§ **TEXT EXCERPT**
---
2024 UNAF U-20 Women's Club Tournament

Tournament details
- Host country: Tunisia
- City: Tunis
- Dates: 6–14 September
- Teams: 5 (from UNAF confederations)
- Venue(s): 2 (in 1 host city)

Final positions
- Champions: Afak Relizane (1st title)
- Runners-up: ASF Sousse

Tournament statistics
- Matches played: 10
- Goals scored: 30 (3 per match)
- Top scorer(s): Siham Azzouz (6 goals)

= 2024 UNAF U-20 Women's Club Tournament =

The 2024 UNAF U-20 Women's Club Tournament is the 1st edition of the UNAF U-20 Women's Club Tournament, it's held between 6 and 14 September 2024 in Ariana and Le Kram, two suburbs from Tunis. The clubs of under 20 from Algeria, Egypt and Tunisia faced off for the title.

==Teams==

| Association | Team | Qualifying method |
| ALG Algeria | Afak Relizane | 2023–24 Algerian U-20 Women's Championship champions |
| CF Akbou | 2023–24 Algerian U-20 Women's Cup runners-up |
| EGY Egypt | Pyramids FC | 2023–24 Egyptian U-20 Women's Premier League champions |
| TUN Tunisia | ASF Sousse | 2023–24 Tunisian U-20 Women's Championship champions |
| US Tunisienne | 2023–24 Tunisian U-20 Women's Championship runners-up |
| LBY Libya | No representative teams |  |
MAR Morocco

==Venues==

| Cities | Venues | Capacity |
|---|---|---|
| Ariana (Tunis) | Ariana Stadium | 7,000 |
| Le Kram (Tunis) | El Kram Stadium | 5,000 |

==Tournament==
The competition played in a round-robin tournament determined the final standings. It's hosted in Tunis, Tunisia.
---
§ **GIVEN DATA**

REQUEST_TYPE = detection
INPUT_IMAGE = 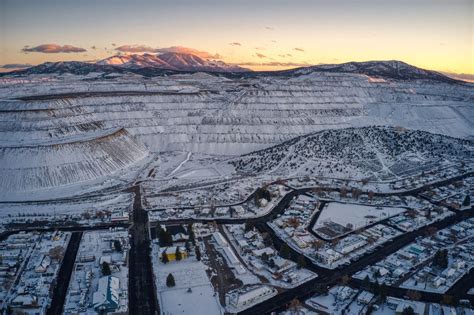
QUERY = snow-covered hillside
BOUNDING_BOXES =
[0,63,474,198]
[97,52,246,72]
[0,68,474,155]
[227,127,474,179]
[0,129,148,201]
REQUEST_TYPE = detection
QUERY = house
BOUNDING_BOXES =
[433,277,446,288]
[395,301,425,315]
[357,291,374,305]
[316,248,342,265]
[92,276,120,312]
[172,233,189,242]
[110,211,129,222]
[212,232,229,247]
[229,285,276,309]
[252,247,275,257]
[161,246,188,261]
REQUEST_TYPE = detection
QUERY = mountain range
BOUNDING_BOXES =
[2,52,461,83]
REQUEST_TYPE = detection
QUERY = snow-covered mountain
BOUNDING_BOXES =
[264,60,459,82]
[226,126,474,179]
[97,53,250,72]
[0,58,463,83]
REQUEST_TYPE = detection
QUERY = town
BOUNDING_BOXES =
[0,160,474,315]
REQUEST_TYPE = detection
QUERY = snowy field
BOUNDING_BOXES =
[153,244,224,315]
[313,202,406,231]
[64,229,129,314]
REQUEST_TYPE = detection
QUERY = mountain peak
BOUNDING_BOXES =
[97,52,250,72]
[296,60,457,82]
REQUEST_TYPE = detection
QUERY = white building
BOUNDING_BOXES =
[92,276,120,312]
[228,286,277,310]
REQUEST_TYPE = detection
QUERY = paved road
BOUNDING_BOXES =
[243,208,474,314]
[46,232,82,315]
[128,186,160,315]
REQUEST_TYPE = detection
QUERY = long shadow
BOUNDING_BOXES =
[46,232,82,315]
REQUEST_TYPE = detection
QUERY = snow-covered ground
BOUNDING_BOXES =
[152,244,224,315]
[313,202,406,236]
[64,229,129,314]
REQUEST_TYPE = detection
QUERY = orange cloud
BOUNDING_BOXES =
[115,45,222,59]
[22,44,87,54]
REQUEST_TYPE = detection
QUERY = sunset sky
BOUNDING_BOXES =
[0,0,474,74]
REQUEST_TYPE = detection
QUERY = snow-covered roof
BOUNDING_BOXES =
[92,276,120,310]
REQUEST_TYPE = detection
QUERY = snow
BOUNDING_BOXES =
[153,249,224,315]
[313,202,406,232]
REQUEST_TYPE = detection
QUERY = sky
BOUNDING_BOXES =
[0,0,474,75]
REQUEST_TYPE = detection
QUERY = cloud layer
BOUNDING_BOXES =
[22,44,87,54]
[115,45,222,59]
[238,61,310,67]
[0,63,32,69]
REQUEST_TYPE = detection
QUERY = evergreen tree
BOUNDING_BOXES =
[195,246,201,261]
[175,246,183,261]
[166,273,176,288]
[402,306,415,315]
[362,276,370,290]
[102,261,112,276]
[158,229,173,247]
[280,243,291,259]
[188,224,196,245]
[161,251,170,264]
[433,249,448,269]
[462,195,471,207]
[297,255,306,269]
[114,240,122,252]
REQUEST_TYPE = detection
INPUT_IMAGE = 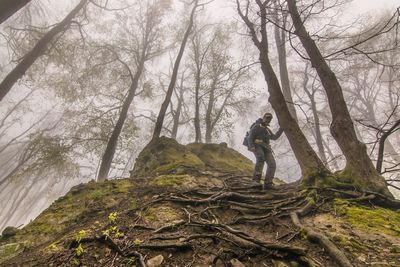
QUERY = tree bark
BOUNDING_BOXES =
[0,0,31,24]
[97,57,146,182]
[376,120,400,173]
[275,9,299,122]
[236,0,329,178]
[171,73,185,140]
[205,77,217,143]
[303,64,327,164]
[0,0,88,101]
[287,0,391,196]
[152,0,199,139]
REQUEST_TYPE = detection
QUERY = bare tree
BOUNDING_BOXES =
[274,0,298,121]
[152,0,199,139]
[0,0,89,101]
[97,0,171,181]
[287,0,391,196]
[191,23,215,143]
[236,0,329,178]
[0,0,31,24]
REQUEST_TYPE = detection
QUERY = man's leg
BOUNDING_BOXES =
[264,150,276,188]
[253,146,265,183]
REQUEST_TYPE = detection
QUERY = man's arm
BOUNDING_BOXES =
[270,127,283,140]
[247,124,260,151]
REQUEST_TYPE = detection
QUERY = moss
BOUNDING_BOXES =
[131,137,205,177]
[150,175,195,187]
[4,179,133,254]
[301,172,355,189]
[0,243,22,263]
[333,234,367,251]
[129,199,139,213]
[187,143,254,175]
[335,199,400,236]
[89,190,104,199]
[144,206,181,224]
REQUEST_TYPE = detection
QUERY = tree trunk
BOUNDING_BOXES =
[194,68,201,143]
[171,74,185,140]
[376,120,400,173]
[275,10,299,122]
[205,77,217,143]
[303,64,327,164]
[0,0,31,24]
[97,58,146,182]
[0,0,88,101]
[236,0,329,181]
[152,0,199,139]
[287,0,391,196]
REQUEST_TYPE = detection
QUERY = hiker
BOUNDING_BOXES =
[248,112,283,189]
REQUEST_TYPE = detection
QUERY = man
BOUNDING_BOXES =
[248,112,283,189]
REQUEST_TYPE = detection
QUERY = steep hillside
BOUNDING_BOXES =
[0,138,400,267]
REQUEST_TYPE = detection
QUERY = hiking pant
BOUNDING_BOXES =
[253,145,276,184]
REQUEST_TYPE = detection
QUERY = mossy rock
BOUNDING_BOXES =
[150,174,197,188]
[187,143,254,175]
[131,137,205,177]
[0,179,133,253]
[335,199,400,237]
[144,206,183,225]
[0,243,23,264]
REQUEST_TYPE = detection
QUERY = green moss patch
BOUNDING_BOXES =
[144,206,181,224]
[335,199,400,236]
[131,137,205,177]
[0,179,133,254]
[187,143,254,175]
[0,243,22,263]
[150,174,197,187]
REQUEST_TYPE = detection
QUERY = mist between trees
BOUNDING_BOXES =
[0,0,400,232]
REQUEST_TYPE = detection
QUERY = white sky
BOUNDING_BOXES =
[351,0,400,15]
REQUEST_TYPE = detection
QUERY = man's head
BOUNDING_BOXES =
[262,112,272,125]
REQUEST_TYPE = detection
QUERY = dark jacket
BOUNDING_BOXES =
[248,118,283,151]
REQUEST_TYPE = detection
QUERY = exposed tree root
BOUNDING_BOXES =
[61,176,397,267]
[290,208,353,267]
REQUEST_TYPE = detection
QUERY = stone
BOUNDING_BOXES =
[1,226,19,238]
[230,259,246,267]
[272,260,290,267]
[147,255,164,267]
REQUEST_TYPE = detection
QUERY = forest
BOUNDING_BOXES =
[0,0,400,266]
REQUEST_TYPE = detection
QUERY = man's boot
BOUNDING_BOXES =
[252,174,261,186]
[263,177,274,190]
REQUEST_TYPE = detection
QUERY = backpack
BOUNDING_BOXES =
[243,122,257,149]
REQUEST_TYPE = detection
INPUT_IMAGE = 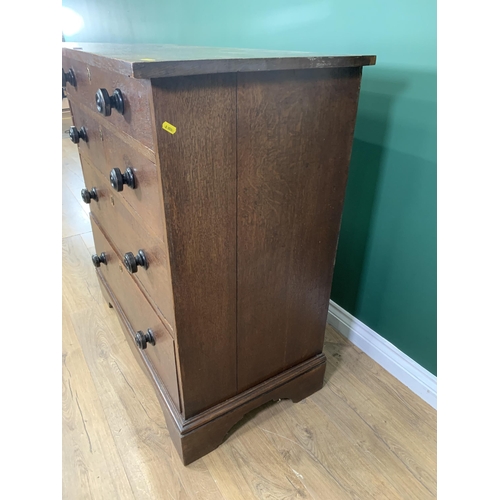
---
§ **BRIEF 1**
Write down the part of the tournament article starting with "- Top scorer(s): Siham" and going on through "for the title.".
§ **BRIEF 2**
In the tournament article, who was the top scorer, and with how many goals?
Work only from the tournament article above.

§ **CORRECT RESULT 1**
- Top scorer(s): Siham Azzouz (6 goals)

= 2024 UNAF U-20 Women's Club Tournament =

The 2024 UNAF U-20 Women's Club Tournament is the 1st edition of the UNAF U-20 Women's Club Tournament, it's held between 6 and 14 September 2024 in Ariana and Le Kram, two suburbs from Tunis. The clubs of under 20 from Algeria, Egypt and Tunisia faced off for the title.

§ **CORRECT RESULT 2**
Siham Azzouz, with 6 goals.